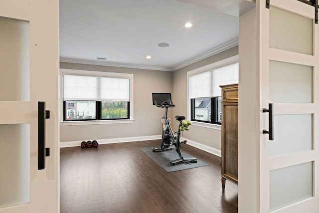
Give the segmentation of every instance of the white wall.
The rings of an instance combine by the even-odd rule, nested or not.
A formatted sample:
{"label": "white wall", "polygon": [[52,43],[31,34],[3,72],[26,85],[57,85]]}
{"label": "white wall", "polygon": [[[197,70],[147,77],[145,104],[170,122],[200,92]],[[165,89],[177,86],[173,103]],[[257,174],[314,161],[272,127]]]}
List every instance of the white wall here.
{"label": "white wall", "polygon": [[238,212],[258,213],[259,71],[255,9],[239,17],[239,26]]}
{"label": "white wall", "polygon": [[[173,73],[173,101],[176,107],[173,108],[174,115],[187,116],[187,72],[199,67],[210,64],[238,54],[238,46],[228,49],[197,62],[175,71]],[[186,118],[190,120],[190,118]],[[176,121],[172,122],[176,126]],[[201,144],[220,150],[221,149],[221,132],[220,130],[191,126],[189,131],[182,133],[183,138]]]}
{"label": "white wall", "polygon": [[[177,130],[175,115],[187,116],[187,72],[238,54],[236,46],[174,72],[113,67],[61,62],[63,69],[133,73],[134,76],[134,116],[133,124],[112,124],[60,127],[61,144],[88,140],[138,137],[161,134],[160,118],[164,110],[152,105],[152,92],[171,93],[176,107],[169,108],[168,117],[172,119],[173,130]],[[186,118],[190,120],[190,118]],[[221,149],[220,130],[192,126],[183,131],[182,137],[204,146]],[[63,145],[62,145],[63,146]]]}
{"label": "white wall", "polygon": [[[172,92],[171,72],[63,62],[60,63],[60,68],[134,74],[133,123],[61,126],[61,144],[66,142],[161,135],[160,118],[164,111],[153,105],[152,93]],[[170,116],[171,113],[169,112]]]}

Task to complete >>
Rewrite all the records with "instance" swapped for "occurrence" and everything else unchanged. Leave the pictures out.

Correct result >>
Give the segmentation of every occurrence of the white wall.
The rings of an occurrence combine by the even-odd rule, nested or not.
A formatted sample:
{"label": "white wall", "polygon": [[52,43],[31,34],[3,72],[26,85],[57,85]]}
{"label": "white wall", "polygon": [[[197,70],[147,77],[145,104],[170,122],[200,92]],[[165,89],[177,86],[173,103]],[[257,174],[314,161],[272,127]]]}
List every occurrence of the white wall here.
{"label": "white wall", "polygon": [[238,212],[258,213],[259,71],[255,9],[239,17],[239,26]]}
{"label": "white wall", "polygon": [[[173,73],[173,101],[176,107],[173,108],[174,115],[187,116],[187,72],[199,67],[210,64],[238,54],[238,46],[228,49],[197,62],[175,71]],[[186,118],[190,120],[190,118]],[[176,121],[172,122],[176,126]],[[201,144],[220,150],[221,149],[221,132],[220,130],[191,126],[189,131],[182,133],[183,138]]]}
{"label": "white wall", "polygon": [[[177,130],[175,115],[187,116],[187,72],[238,54],[236,46],[174,72],[113,67],[61,62],[63,69],[133,73],[134,76],[134,116],[133,124],[112,124],[60,127],[61,144],[88,140],[138,137],[161,134],[160,118],[164,110],[152,105],[152,92],[171,93],[176,107],[169,108],[168,117],[172,119],[173,130]],[[186,118],[190,120],[190,118]],[[221,149],[220,130],[192,126],[183,131],[182,137],[204,146]],[[63,145],[62,145],[63,146]]]}
{"label": "white wall", "polygon": [[[172,92],[171,72],[63,62],[60,63],[60,68],[134,74],[133,123],[61,126],[61,144],[66,142],[161,135],[160,118],[164,111],[153,105],[152,93]],[[170,116],[171,113],[169,112]]]}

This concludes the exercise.